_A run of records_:

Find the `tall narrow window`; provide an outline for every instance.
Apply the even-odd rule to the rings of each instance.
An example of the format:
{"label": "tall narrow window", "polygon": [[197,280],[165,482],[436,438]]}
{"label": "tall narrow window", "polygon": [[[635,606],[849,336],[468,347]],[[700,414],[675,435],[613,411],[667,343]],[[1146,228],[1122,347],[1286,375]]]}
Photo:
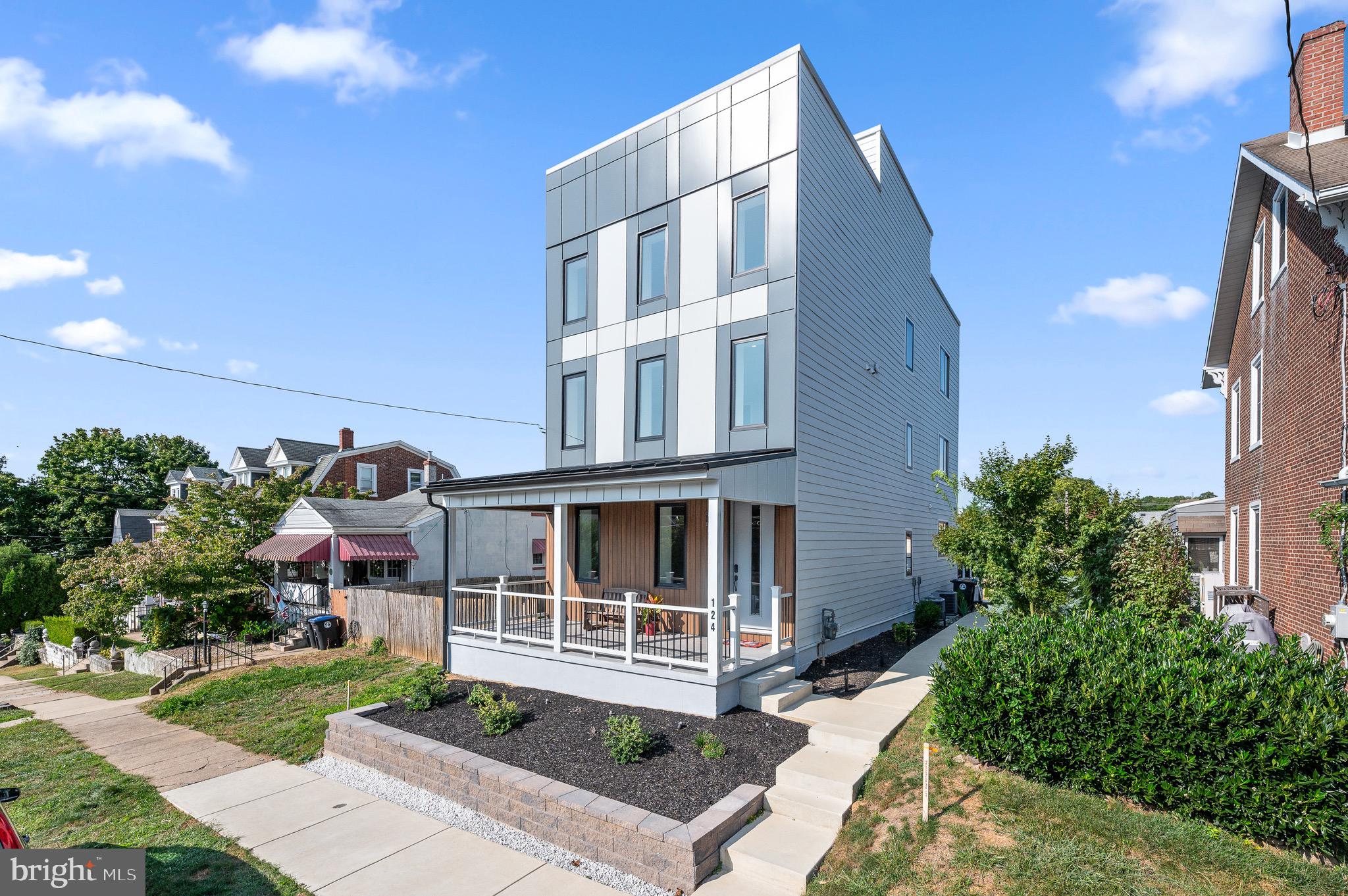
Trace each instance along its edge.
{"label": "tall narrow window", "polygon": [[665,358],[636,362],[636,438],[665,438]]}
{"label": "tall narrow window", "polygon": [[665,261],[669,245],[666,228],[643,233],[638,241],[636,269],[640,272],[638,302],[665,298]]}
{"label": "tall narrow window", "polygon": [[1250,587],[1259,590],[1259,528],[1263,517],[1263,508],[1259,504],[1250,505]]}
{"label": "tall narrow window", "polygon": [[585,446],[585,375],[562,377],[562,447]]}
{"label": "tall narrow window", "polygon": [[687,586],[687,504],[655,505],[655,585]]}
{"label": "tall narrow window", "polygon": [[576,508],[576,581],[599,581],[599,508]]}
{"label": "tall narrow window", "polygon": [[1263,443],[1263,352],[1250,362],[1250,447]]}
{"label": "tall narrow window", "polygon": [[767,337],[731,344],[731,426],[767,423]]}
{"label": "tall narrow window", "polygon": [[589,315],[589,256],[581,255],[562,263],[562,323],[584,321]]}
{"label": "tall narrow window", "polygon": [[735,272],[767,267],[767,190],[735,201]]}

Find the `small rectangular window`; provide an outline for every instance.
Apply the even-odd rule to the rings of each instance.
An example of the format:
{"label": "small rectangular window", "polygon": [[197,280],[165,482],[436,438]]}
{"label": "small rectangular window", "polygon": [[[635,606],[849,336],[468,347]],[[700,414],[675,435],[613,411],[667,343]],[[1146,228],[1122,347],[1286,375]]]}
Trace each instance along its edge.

_Exercise description_: Pull out every line of the rows above that contains the string "rectangular" and copy each such line in full.

_Finished answer_:
Find the `small rectangular window`; provide an outline for every instance.
{"label": "small rectangular window", "polygon": [[197,280],[165,482],[436,438]]}
{"label": "small rectangular window", "polygon": [[[635,606],[849,336],[468,347]],[[700,414],[675,435],[613,411],[667,343]],[[1146,228],[1122,347],[1286,375]]]}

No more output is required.